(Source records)
☆ ☆ ☆ ☆ ☆ ☆ ☆

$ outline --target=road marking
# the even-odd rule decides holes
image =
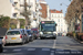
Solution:
[[[52,52],[51,55],[54,55],[54,53]]]
[[[51,51],[51,52],[54,52],[54,51]]]
[[[42,51],[50,51],[50,48],[42,48]]]
[[[35,51],[35,48],[28,48],[28,51]]]
[[[77,52],[77,50],[71,50],[71,52]]]
[[[52,48],[55,48],[55,42],[56,42],[56,40],[54,40],[54,44],[53,44],[53,47]]]
[[[7,52],[7,50],[3,50],[3,52]]]
[[[56,51],[64,51],[64,50],[56,50]]]
[[[20,52],[21,51],[21,48],[19,48],[19,50],[13,50],[13,52]]]

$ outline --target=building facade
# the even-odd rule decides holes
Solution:
[[[68,25],[65,23],[64,14],[58,10],[50,10],[51,20],[56,22],[56,33],[68,33]]]
[[[42,13],[41,14],[41,18],[42,18],[41,21],[46,21],[50,18],[50,9],[49,9],[49,6],[48,6],[48,3],[44,0],[39,0],[39,3],[41,6],[41,8],[42,8],[40,10],[40,12]]]

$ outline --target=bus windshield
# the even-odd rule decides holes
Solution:
[[[41,24],[41,31],[55,31],[55,24]]]

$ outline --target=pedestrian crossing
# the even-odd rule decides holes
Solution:
[[[60,50],[60,48],[13,48],[13,50],[10,50],[8,51],[7,48],[3,50],[3,53],[21,53],[21,52],[25,52],[25,53],[29,53],[29,52],[40,52],[40,53],[50,53],[50,55],[82,55],[83,52],[82,51],[77,51],[77,50]]]
[[[60,48],[14,48],[11,51],[8,51],[7,48],[3,50],[3,52],[21,52],[21,51],[43,51],[43,52],[79,52],[77,50],[60,50]]]

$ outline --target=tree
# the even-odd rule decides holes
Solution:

☆ ☆ ☆ ☆ ☆ ☆ ☆

__Requirement__. Reproduce every line of the records above as a numbered list, leaving out the blank lines. Don't include the pictures in your answer.

__Reply to the exercise__.
1. $ outline --target=road marking
2. # the even-odd rule decides holes
3. image =
4. Solution:
5. [[[52,52],[51,55],[54,55],[54,53]]]
6. [[[51,51],[51,52],[54,52],[54,51]]]
7. [[[42,51],[50,51],[50,48],[42,48]]]
8. [[[35,51],[35,48],[28,48],[28,51]]]
9. [[[77,52],[77,50],[71,50],[71,52]]]
10. [[[52,48],[55,48],[55,42],[56,42],[56,40],[54,40],[54,44],[53,44],[53,47]]]
11. [[[7,52],[7,50],[3,50],[3,52]]]
12. [[[56,51],[64,51],[64,50],[56,50]]]
13. [[[20,52],[21,51],[21,48],[19,48],[19,50],[13,50],[13,52]]]
14. $ outline --target=building facade
15. # the even-odd rule decides holes
16. Solution:
17. [[[68,25],[65,23],[64,14],[58,10],[50,10],[51,20],[56,22],[56,33],[68,33]]]
18. [[[42,13],[41,14],[41,18],[42,18],[41,21],[46,21],[50,18],[50,9],[49,9],[49,6],[48,6],[48,3],[44,0],[39,0],[39,3],[41,6],[41,8],[42,8],[40,10],[40,12]]]
19. $ outline --target=bus windshield
20. # the even-odd rule decides holes
21. Solution:
22. [[[41,24],[41,31],[55,31],[55,24]]]
23. $ outline --target=pedestrian crossing
24. # the even-odd rule decides holes
25. Solution:
26. [[[60,50],[60,48],[13,48],[13,50],[10,50],[8,51],[7,48],[3,50],[3,53],[21,53],[21,52],[25,52],[25,53],[29,53],[29,52],[40,52],[40,53],[50,53],[50,55],[82,55],[83,52],[82,51],[77,51],[77,50]]]
27. [[[60,48],[14,48],[11,51],[8,51],[7,48],[3,50],[3,52],[21,52],[21,51],[43,51],[43,52],[79,52],[77,50],[60,50]]]
28. $ outline --target=tree
29. # the even-odd rule decides holes
30. Solution:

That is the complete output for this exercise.